Using the SEKF to Transfer NN Models of Dynamical Systems with Limited Data

The Big Problem: Learning a New Skill with Almost No Practice

Imagine you are a master chef who has spent 10 years perfecting a recipe for a specific type of cake (let's call it the "Source Cake"). You have baked thousands of them, so you know exactly how much sugar, flour, and heat is needed.

Now, imagine you need to bake a new cake for a different kitchen (the "Target System"). This new kitchen has slightly different ovens, and the flour is a tiny bit different. The problem? You only have one egg and a handful of flour left to practice with.

If you try to learn this new recipe from scratch with only one egg, you will likely fail. You won't have enough data to figure out the right ratios. This is the problem scientists face with Dynamical Systems (like chemical reactors, car engines, or weather patterns). They often have plenty of data for one machine, but very little data for a new, similar machine because collecting data is expensive, dangerous, or time-consuming.

The Solution: "Fine-Tuning" Instead of Starting Over

The authors propose a clever solution called Transfer Learning. Instead of throwing away your 10 years of experience and trying to learn the new cake from zero, you take your "Master Chef" brain and make tiny adjustments to fit the new kitchen.

In the world of Artificial Intelligence (AI), this is called Fine-Tuning. You take a pre-trained AI model (the Master Chef) and tweak its internal settings (the "weights" or "parameters") just enough to handle the new, slightly different system.

**Short task 1:** According to the explainer, what makes collecting data for a new machine difficult?
**Short task 2:** Reproduce the stretch of the explainer from "If you try to" through "the new kitchen.".
Work from the explainer alone.

**Given data:**
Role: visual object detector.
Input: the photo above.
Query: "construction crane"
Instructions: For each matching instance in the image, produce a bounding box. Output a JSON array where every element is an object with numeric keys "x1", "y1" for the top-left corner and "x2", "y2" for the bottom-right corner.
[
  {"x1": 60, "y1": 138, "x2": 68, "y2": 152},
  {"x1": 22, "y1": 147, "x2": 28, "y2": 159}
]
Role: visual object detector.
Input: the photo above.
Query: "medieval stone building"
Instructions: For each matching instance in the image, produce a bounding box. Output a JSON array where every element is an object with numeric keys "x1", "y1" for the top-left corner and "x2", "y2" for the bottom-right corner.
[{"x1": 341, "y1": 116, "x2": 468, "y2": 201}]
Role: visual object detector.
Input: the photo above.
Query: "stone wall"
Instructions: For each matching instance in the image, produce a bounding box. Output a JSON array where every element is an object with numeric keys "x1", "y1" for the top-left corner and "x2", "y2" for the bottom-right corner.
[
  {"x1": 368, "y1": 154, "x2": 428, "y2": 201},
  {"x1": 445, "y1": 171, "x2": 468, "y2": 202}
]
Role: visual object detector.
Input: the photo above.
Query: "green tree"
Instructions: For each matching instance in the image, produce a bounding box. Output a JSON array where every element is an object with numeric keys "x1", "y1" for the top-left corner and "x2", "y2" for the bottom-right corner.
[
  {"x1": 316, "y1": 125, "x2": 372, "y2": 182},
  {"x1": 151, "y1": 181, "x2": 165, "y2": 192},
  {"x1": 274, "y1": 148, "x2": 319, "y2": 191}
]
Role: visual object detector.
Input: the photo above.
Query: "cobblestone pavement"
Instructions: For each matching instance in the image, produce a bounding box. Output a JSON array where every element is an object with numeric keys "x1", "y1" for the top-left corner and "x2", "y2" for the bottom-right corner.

**Task solution 1:** Collecting that data is expensive, dangerous, or time-consuming.

**Task solution 2:**
If you try to learn this new recipe from scratch with only one egg, you will likely fail. You won't have enough data to figure out the right ratios. This is the problem scientists face with Dynamical Systems (like chemical reactors, car engines, or weather patterns). They often have plenty of data for one machine, but very little data for a new, similar machine because collecting data is expensive, dangerous, or time-consuming.

The Solution: "Fine-Tuning" Instead of Starting Over

The authors propose a clever solution called Transfer Learning. Instead of throwing away your 10 years of experience and trying to learn the new cake from zero, you take your "Master Chef" brain and make tiny adjustments to fit the new kitchen.